Problem to solve: Using the records below, copy out exactly the line that contains "If you could tag each instance of the background" and every line that follows it, up to and including the last, and no others.

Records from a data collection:
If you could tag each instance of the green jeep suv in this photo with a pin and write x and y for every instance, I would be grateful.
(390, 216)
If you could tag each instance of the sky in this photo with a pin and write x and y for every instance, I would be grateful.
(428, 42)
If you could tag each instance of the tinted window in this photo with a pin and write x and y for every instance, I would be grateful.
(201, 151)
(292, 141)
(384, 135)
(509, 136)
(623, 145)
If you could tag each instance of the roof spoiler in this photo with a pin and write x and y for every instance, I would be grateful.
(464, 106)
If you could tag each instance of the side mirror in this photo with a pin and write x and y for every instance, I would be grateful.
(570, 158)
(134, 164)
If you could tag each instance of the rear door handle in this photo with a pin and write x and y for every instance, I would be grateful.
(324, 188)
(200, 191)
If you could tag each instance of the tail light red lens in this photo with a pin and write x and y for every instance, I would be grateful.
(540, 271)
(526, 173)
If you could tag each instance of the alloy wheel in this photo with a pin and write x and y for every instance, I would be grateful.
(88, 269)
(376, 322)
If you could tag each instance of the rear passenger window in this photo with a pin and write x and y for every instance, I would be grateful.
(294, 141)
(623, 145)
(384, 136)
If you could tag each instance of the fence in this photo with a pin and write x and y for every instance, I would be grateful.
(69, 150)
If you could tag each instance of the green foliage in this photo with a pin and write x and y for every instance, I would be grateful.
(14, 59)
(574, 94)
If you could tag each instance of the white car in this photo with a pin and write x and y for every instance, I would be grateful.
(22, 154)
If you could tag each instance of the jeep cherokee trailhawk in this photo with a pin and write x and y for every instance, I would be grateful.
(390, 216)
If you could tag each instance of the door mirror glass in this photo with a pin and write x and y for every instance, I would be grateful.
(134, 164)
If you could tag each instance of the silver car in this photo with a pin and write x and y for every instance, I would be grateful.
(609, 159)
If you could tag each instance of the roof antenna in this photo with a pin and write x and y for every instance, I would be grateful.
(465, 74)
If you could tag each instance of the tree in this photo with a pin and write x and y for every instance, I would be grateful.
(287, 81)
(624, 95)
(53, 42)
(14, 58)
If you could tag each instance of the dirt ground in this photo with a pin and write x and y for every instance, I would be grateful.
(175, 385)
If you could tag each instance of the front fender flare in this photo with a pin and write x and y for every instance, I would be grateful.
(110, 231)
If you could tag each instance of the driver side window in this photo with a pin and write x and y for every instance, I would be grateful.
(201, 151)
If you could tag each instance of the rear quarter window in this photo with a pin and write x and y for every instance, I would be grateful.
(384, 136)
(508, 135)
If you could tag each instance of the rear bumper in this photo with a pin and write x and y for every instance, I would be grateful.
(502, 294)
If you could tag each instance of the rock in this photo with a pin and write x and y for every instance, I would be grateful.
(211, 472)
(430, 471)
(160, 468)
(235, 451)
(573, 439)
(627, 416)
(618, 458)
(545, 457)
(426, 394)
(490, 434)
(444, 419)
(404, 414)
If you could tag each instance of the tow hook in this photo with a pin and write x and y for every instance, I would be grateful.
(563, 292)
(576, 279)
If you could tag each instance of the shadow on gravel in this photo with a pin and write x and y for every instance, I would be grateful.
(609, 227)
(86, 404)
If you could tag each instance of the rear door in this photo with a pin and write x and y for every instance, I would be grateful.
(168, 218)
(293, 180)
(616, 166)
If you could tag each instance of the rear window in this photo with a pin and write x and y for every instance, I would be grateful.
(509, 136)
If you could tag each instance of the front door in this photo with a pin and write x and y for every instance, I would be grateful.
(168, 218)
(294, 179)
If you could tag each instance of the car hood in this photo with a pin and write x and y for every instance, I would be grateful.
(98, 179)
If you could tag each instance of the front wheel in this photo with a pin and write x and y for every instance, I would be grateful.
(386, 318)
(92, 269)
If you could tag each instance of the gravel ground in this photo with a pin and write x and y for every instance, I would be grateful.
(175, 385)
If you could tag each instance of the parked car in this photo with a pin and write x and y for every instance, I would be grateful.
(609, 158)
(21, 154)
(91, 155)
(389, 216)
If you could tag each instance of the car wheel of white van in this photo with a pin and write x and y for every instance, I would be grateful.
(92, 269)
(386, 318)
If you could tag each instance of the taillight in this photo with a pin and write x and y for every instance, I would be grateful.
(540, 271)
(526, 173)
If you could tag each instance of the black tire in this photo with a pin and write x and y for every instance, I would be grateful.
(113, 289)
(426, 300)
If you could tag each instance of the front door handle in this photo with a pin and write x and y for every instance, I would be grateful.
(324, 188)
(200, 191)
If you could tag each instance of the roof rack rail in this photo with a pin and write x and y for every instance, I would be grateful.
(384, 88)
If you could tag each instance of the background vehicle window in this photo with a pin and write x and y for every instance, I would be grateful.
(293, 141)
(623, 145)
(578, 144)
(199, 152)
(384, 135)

Answer:
If you could tag each instance of the background vehicle window in this photo with a pin and write x and y for every instance, I would be grateful.
(293, 141)
(623, 145)
(578, 144)
(199, 152)
(384, 135)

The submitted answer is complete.